Sezione del documento:
Sabato, 10 aprile 2010
I miei primi timidi tentativi di tradurre Donald Justice, poeta tanto noto in America quanto sconosciuto in Italia, risalgono ad uno dei primissimi post di questo blog, nel 2005 (v. qui). Pubblico ora altre quattro poesie da me tradotte, del tutto tipiche dello stile e della poetica di Justice che, con le dovute cautele, potrebbe essere definito come alfiere di un crepuscolarismo americano, che contiene anche una felicità malinconica per la vita vissuta o, come afferma Mark Jarman, poeta a sua volta e critico, "una volontà di scoprire una vecchia musica in una nuova anatomia". Fatte di sensazioni niente affatto eccezionali e di oggetti, luoghi, paesaggi, esperienze del tutto comuni, queste poesie forse non rappresentano l'apice della produzione americana del secondo dopoguerra, ma sono un buon esempio di ciò che potremmo indicare, forse con qualche avventatezza, come il "pragmatismo lirico" d'oltre oceano. Del resto lo stesso autore afferma, in un'intervista: "La poesia arriva da qualsiasi parte . . . e per quanto mi riguarda, non dovrebbero esserci gerarchie di valori nel considerare questo. Quello che importa è il risultato, non la fonte, l'origine, o la teoria." (g.c.)
Variazioni su un testo di Vallejo
Me moriré en Paris con aguacero ...

Dati forniti:
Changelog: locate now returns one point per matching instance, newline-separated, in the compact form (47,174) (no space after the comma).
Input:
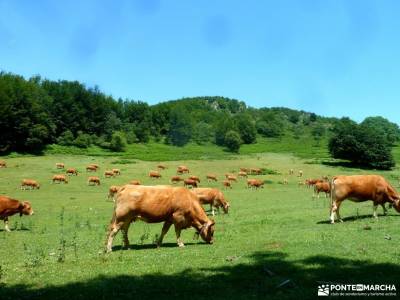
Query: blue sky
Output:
(332,57)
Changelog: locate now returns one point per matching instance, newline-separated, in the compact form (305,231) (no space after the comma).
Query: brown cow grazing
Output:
(10,207)
(154,204)
(227,184)
(72,171)
(242,174)
(190,182)
(182,170)
(154,174)
(29,183)
(211,177)
(255,171)
(59,179)
(135,182)
(322,186)
(176,179)
(91,168)
(93,180)
(359,188)
(255,183)
(108,174)
(211,196)
(112,191)
(195,178)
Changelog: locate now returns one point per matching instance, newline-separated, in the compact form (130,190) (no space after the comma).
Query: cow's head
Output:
(25,208)
(207,232)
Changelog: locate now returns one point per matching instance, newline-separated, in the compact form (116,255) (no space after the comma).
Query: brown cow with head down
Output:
(9,207)
(360,188)
(32,184)
(155,204)
(212,196)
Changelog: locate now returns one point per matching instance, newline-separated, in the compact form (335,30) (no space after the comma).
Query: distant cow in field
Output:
(190,182)
(360,188)
(182,170)
(93,180)
(255,183)
(242,174)
(176,179)
(112,191)
(72,171)
(227,184)
(135,182)
(59,179)
(91,168)
(154,204)
(10,207)
(29,183)
(214,197)
(108,174)
(322,186)
(154,174)
(211,177)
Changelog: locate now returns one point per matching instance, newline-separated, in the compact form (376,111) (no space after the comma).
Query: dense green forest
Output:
(37,112)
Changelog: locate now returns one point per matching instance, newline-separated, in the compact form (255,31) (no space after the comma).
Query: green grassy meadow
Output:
(270,235)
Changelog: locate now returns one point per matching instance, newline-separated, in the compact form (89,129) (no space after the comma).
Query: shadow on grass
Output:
(359,217)
(257,279)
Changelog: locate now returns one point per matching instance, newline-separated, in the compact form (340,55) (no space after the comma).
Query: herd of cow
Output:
(182,206)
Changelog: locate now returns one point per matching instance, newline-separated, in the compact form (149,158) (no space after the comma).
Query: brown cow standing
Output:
(182,169)
(135,182)
(322,186)
(10,207)
(211,177)
(359,188)
(175,179)
(93,180)
(91,168)
(255,183)
(212,196)
(108,174)
(112,191)
(32,184)
(195,178)
(226,184)
(190,182)
(154,204)
(72,171)
(59,179)
(154,174)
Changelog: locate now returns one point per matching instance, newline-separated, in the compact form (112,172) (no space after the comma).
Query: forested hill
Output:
(37,112)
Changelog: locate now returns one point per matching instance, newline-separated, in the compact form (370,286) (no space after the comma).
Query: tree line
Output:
(36,112)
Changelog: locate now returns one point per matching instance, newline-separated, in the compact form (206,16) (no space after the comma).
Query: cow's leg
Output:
(124,229)
(164,231)
(6,224)
(178,235)
(112,231)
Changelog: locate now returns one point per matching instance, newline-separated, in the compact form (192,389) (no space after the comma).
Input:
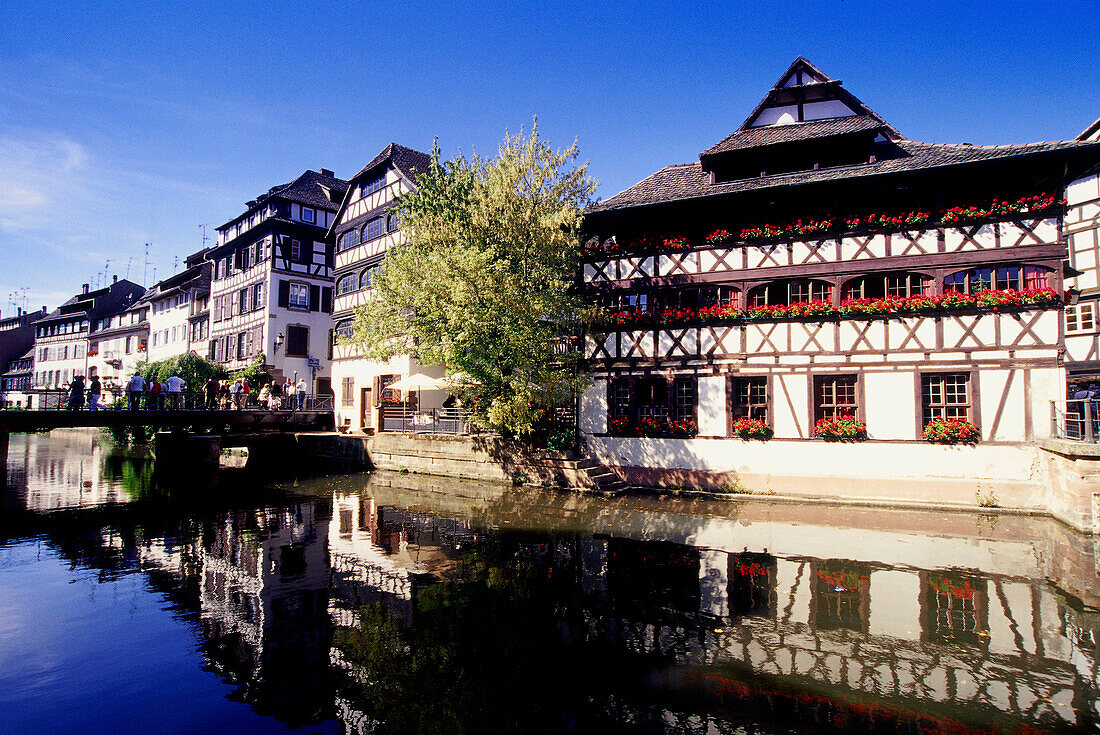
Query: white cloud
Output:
(36,172)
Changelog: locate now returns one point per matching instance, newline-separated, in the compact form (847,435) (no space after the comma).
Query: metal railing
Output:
(118,398)
(429,420)
(1077,419)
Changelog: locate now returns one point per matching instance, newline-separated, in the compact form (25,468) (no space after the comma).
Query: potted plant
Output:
(840,428)
(952,431)
(750,428)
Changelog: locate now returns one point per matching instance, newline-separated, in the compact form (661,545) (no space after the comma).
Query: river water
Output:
(387,603)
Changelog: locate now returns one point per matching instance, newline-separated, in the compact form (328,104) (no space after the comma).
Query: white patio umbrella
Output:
(418,382)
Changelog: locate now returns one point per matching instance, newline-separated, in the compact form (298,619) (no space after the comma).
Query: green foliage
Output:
(194,370)
(483,283)
(255,374)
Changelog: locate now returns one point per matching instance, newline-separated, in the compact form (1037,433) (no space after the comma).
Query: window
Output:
(1015,277)
(835,395)
(348,240)
(347,284)
(945,395)
(888,284)
(299,296)
(297,341)
(344,328)
(1081,317)
(374,185)
(623,302)
(693,298)
(374,228)
(748,398)
(683,399)
(782,293)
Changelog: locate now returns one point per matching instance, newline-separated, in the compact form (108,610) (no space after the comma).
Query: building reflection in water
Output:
(652,616)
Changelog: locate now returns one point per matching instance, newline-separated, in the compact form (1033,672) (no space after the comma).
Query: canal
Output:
(394,603)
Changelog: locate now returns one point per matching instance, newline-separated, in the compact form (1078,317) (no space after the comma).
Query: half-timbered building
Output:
(820,273)
(365,228)
(1082,239)
(271,291)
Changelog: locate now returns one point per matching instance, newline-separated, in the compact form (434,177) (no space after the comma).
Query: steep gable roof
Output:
(804,86)
(406,160)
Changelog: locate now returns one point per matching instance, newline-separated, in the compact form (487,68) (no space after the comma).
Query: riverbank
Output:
(1059,480)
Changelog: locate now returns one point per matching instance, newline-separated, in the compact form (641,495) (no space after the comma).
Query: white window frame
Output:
(303,287)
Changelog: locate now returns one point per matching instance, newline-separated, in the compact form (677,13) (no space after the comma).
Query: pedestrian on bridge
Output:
(210,393)
(299,393)
(76,393)
(134,388)
(174,386)
(95,390)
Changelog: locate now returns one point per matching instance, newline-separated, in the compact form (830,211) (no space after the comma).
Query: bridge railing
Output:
(1077,419)
(430,420)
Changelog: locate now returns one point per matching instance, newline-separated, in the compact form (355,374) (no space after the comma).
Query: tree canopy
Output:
(483,283)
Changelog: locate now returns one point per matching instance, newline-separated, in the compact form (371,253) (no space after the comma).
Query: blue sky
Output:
(127,124)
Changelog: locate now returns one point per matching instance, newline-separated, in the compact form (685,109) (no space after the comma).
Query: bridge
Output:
(218,420)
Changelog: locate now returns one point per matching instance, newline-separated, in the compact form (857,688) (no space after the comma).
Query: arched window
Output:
(348,240)
(1015,277)
(782,293)
(364,281)
(347,284)
(344,328)
(888,284)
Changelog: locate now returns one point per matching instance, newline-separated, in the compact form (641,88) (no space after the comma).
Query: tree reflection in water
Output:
(493,649)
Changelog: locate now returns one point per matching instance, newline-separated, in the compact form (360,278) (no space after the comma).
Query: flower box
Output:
(952,431)
(750,428)
(840,428)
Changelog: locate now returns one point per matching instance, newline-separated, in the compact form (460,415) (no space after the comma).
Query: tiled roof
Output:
(404,158)
(800,131)
(690,182)
(309,189)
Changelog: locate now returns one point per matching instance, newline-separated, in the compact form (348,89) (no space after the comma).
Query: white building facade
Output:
(816,265)
(364,229)
(271,291)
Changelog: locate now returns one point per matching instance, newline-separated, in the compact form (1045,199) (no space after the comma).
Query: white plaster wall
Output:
(593,415)
(864,459)
(1047,384)
(891,405)
(1084,189)
(1002,405)
(712,406)
(826,109)
(790,403)
(895,607)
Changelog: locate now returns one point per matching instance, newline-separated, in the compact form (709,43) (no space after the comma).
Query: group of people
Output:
(238,394)
(157,395)
(169,394)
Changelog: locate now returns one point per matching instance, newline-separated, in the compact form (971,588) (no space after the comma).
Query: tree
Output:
(193,369)
(483,282)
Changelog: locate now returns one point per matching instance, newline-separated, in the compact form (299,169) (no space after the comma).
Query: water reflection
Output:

Cosa produrre:
Condensa in un elenco puntato il paragrafo della sezione del documento che comincia con «I miei primi timidi tentativi», conservandone i fatti principali.

Risultato:
- I primi tentativi di tradurre Donald Justice, poeta noto in America quanto sconosciuto in Italia, risalgono a uno dei primissimi post del blog, nel 2005.
- Vengono ora pubblicate altre quattro poesie tradotte, tipiche dello stile e della poetica di Justice.
- Con le dovute cautele, Justice potrebbe essere definito alfiere di un crepuscolarismo americano, che contiene anche una felicità malinconica per la vita vissuta. Mark Jarman, poeta e critico, vi vede "una volontà di scoprire una vecchia musica in una nuova anatomia".
- Le poesie nascono da sensazioni non eccezionali e da oggetti, luoghi, paesaggi ed esperienze comuni. Forse non sono l'apice della produzione americana del secondo dopoguerra, ma sono un buon esempio del "pragmatismo lirico" d'oltre oceano.
- In un'intervista Justice afferma che la poesia arriva da qualsiasi parte e che non dovrebbero esserci gerarchie di valori: conta il risultato, non la fonte, l'origine o la teoria.